_TASK OBJECTIVE_
Reproduce the data below from its first line through the line that contains "(1048, 280)", keeping every line whole, and offset each pixel coordinate in the answers by -42.

[Excerpt from a dataset]
"""

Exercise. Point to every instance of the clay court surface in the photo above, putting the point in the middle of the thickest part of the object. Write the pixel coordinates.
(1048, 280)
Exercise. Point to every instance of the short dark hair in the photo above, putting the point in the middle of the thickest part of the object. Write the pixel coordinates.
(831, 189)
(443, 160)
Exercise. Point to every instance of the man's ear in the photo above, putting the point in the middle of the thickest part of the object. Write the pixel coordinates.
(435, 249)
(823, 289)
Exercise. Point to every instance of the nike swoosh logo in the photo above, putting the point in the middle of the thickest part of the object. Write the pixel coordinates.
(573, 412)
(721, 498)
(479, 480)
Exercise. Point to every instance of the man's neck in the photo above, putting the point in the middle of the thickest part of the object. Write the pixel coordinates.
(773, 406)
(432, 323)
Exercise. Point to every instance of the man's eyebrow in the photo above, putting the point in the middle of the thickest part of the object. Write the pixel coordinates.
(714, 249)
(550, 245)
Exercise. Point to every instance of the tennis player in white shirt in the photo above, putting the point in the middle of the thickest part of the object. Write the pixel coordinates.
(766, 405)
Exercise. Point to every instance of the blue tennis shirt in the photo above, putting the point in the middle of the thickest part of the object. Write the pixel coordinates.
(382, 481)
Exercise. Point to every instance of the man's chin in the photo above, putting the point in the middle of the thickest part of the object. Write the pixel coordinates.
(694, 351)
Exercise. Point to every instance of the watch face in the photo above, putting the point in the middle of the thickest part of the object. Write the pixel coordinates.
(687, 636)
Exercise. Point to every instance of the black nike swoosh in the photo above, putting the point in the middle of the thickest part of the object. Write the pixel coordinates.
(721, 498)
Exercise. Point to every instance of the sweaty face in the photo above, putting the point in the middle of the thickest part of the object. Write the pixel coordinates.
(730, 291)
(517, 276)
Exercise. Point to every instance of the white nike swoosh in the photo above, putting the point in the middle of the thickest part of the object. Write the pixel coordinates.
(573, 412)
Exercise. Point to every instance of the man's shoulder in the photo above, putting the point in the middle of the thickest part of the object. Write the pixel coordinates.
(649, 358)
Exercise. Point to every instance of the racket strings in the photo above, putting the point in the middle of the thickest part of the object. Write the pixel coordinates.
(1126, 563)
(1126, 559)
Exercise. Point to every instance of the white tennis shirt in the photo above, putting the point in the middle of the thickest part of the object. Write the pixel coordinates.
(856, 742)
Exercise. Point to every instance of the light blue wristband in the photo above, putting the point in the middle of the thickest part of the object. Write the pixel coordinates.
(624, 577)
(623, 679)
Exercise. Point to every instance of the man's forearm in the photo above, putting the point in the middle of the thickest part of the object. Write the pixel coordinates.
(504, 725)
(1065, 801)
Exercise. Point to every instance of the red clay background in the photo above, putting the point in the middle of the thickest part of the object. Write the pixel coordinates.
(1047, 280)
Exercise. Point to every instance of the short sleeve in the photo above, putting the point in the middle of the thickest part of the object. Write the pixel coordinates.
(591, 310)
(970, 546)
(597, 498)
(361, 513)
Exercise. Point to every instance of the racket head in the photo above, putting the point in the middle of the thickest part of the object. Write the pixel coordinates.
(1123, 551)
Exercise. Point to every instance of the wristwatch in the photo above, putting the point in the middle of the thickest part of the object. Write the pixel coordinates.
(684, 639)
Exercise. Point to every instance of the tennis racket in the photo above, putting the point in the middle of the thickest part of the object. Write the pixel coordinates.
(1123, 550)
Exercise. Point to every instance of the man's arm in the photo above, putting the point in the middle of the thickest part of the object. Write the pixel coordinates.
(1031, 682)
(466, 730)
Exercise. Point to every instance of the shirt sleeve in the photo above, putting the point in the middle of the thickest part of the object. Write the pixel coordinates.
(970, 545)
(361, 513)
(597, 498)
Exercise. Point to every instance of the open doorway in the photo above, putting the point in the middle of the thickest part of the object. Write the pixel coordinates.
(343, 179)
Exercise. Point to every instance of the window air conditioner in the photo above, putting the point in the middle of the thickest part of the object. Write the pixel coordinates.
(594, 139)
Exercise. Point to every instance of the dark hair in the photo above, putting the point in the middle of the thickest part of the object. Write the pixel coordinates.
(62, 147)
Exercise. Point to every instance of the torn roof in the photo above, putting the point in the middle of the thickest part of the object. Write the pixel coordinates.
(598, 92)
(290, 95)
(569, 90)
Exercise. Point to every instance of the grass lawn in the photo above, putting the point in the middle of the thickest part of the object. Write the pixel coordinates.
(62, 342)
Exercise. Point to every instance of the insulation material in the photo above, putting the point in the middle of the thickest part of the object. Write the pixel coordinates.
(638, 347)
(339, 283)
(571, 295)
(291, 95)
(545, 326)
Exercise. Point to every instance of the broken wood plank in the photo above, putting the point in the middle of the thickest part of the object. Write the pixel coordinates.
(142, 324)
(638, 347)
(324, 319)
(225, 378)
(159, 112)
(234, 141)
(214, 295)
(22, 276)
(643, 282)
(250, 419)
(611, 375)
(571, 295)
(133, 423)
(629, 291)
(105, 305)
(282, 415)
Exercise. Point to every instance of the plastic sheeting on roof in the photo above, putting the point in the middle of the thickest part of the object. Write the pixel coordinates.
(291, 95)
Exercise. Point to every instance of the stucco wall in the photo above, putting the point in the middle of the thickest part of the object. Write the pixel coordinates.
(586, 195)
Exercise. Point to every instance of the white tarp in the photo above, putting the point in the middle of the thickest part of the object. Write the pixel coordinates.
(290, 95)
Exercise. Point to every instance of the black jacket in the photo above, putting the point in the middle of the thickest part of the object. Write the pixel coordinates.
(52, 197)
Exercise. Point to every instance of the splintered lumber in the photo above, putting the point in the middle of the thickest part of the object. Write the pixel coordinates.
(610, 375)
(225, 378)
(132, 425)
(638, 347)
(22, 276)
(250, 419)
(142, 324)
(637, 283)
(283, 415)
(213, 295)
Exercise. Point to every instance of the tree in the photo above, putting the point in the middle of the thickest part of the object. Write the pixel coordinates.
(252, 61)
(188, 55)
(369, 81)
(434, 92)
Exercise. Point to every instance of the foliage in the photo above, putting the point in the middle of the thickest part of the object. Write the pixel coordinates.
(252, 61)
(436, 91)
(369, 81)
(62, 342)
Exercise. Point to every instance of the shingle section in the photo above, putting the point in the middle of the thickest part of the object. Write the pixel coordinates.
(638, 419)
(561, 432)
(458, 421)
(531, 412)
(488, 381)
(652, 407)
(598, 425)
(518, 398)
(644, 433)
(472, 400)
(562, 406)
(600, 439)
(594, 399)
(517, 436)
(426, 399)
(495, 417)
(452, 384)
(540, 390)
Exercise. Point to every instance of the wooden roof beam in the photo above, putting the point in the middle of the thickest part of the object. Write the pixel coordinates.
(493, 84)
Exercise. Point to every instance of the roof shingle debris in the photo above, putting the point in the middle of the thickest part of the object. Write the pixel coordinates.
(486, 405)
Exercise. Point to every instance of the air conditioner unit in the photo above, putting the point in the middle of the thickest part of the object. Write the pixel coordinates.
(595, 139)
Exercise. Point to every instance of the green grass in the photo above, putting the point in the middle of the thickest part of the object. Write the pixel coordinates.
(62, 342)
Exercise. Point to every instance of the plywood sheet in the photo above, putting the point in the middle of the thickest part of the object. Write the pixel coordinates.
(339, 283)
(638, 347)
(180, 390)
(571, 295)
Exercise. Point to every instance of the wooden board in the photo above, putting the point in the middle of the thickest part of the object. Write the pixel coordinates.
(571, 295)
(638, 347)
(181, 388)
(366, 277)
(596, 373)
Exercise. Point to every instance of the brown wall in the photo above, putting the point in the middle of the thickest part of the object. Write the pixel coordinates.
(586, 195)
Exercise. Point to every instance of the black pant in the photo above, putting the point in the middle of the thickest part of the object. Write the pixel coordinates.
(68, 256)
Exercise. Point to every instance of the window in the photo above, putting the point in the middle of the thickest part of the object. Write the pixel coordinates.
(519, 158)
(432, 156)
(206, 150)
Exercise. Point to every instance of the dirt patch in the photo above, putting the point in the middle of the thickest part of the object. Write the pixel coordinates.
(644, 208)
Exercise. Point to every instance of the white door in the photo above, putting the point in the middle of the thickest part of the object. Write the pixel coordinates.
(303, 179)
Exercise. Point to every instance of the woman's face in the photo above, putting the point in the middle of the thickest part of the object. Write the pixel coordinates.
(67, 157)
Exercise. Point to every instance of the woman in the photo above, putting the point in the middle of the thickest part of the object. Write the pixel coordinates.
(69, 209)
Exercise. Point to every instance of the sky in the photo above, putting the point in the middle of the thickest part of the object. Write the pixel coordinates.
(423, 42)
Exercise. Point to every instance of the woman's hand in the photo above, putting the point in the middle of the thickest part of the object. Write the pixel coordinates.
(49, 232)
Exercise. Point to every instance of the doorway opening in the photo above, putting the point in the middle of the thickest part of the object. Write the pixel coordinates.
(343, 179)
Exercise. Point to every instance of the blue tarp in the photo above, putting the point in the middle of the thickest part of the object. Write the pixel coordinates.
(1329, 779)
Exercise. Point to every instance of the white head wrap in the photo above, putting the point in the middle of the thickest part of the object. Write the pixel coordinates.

"""

_TASK RESPONSE_
Exercise. Point to every instance of the clay court surface in the photo above, putting the point in the middle of the thickest part of the object. Write the pixel coordinates.
(1006, 238)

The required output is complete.